■ DATA RECORDS:
== Segment start ==

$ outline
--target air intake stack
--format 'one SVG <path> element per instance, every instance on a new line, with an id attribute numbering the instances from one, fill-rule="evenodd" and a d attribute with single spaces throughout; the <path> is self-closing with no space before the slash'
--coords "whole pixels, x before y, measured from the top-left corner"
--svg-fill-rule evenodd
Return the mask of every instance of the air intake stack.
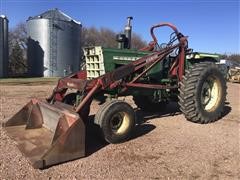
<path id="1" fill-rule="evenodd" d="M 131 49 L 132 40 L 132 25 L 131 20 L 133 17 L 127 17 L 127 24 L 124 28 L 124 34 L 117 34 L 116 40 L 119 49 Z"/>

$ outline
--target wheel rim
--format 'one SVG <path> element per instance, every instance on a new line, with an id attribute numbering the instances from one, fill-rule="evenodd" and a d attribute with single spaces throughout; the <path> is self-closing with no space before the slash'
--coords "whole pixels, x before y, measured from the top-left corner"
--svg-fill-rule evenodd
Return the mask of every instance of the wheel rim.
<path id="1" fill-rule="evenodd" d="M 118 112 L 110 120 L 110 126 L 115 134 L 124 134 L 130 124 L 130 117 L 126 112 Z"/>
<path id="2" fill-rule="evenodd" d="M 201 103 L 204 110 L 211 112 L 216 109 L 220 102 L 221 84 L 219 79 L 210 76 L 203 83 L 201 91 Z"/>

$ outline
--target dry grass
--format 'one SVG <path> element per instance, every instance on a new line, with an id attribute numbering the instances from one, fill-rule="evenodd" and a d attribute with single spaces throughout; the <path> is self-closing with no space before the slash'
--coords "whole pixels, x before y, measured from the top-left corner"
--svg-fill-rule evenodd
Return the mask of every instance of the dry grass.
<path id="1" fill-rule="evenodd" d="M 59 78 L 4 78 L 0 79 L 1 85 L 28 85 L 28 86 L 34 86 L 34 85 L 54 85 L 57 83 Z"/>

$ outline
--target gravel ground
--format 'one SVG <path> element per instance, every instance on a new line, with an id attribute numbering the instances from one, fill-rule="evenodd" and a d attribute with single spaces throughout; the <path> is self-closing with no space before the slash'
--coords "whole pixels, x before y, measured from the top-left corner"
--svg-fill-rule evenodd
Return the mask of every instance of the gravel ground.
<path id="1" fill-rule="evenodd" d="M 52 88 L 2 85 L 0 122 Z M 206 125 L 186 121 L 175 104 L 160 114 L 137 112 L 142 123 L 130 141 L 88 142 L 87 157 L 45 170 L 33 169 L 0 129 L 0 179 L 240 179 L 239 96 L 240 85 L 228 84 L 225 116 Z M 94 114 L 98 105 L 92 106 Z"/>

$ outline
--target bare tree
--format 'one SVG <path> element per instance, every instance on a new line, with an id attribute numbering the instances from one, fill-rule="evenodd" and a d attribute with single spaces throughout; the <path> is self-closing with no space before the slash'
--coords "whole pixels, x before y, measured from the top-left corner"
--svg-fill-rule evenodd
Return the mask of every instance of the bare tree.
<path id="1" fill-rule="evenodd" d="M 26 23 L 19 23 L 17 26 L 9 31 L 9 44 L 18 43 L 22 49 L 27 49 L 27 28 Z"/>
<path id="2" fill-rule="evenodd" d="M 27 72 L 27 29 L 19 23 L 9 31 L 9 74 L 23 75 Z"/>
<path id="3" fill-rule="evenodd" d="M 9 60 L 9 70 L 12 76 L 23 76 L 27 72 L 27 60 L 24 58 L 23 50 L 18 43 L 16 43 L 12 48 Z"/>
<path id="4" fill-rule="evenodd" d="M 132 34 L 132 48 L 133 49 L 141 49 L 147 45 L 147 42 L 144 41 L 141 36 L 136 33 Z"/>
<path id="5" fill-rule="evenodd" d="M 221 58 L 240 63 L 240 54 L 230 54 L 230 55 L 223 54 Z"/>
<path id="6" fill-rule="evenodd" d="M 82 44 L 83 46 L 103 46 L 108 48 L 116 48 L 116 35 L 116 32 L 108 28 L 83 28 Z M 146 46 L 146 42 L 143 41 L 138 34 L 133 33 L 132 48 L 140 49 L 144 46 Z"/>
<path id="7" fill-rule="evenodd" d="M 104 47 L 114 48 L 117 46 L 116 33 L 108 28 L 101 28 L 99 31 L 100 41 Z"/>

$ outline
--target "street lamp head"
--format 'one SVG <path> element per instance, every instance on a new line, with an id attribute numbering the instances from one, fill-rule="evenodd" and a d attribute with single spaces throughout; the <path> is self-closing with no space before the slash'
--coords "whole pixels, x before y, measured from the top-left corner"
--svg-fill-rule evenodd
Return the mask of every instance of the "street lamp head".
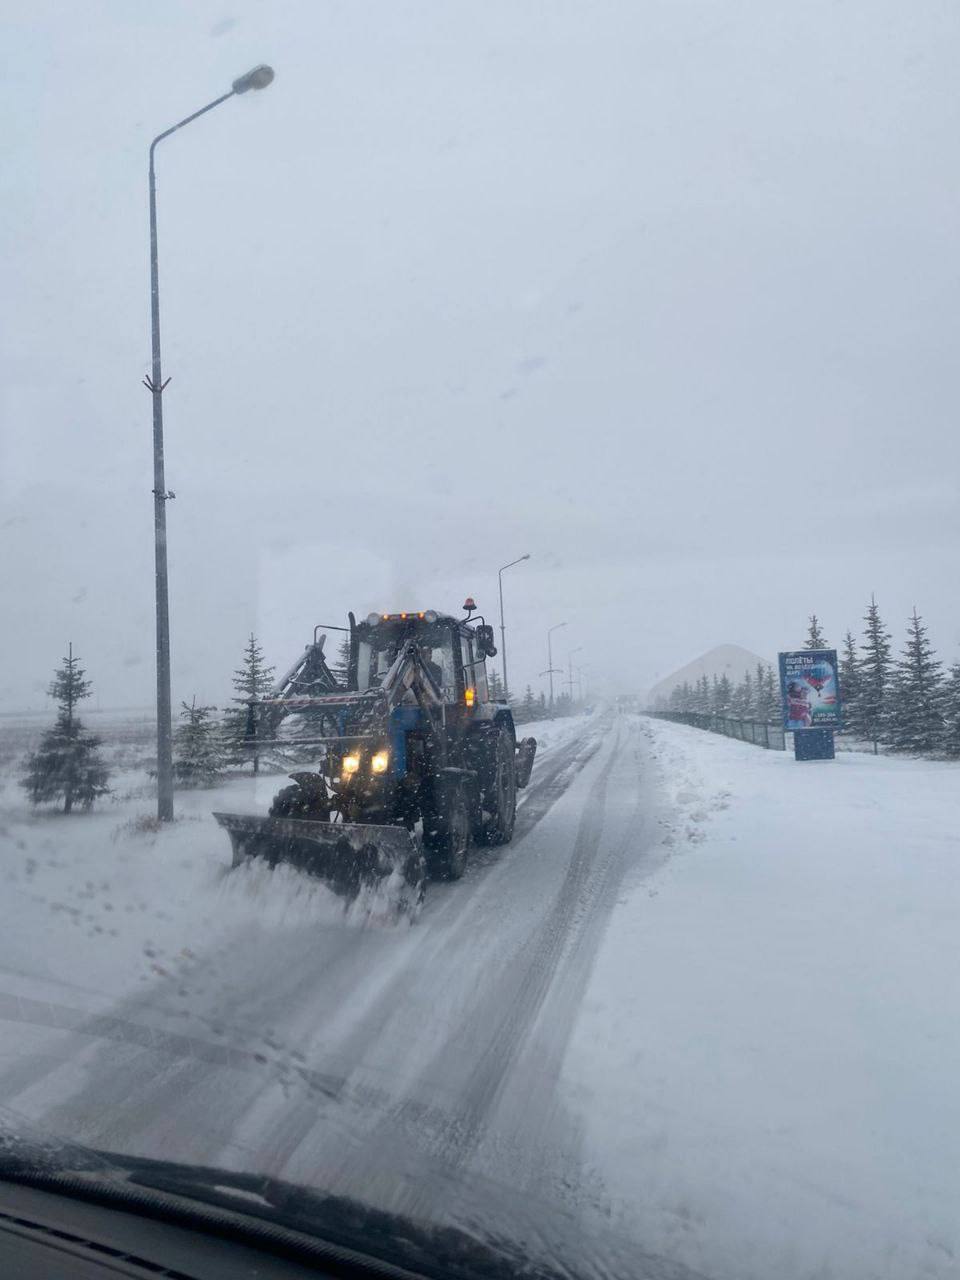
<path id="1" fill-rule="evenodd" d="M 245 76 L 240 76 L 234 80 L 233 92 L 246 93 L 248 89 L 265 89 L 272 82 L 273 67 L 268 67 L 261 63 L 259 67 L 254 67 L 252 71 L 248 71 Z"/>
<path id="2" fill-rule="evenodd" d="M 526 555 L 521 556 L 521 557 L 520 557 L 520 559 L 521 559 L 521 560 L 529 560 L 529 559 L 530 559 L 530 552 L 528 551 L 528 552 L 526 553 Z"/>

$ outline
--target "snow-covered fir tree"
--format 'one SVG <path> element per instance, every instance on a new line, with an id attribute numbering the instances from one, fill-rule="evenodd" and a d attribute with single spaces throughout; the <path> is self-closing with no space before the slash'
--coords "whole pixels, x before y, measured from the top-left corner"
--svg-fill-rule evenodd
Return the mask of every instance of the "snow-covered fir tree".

== Segment end ==

■ ACTIVITY:
How many of the lines above include the string "snow"? Reply with the number by itself.

■ TASK ANSWER:
2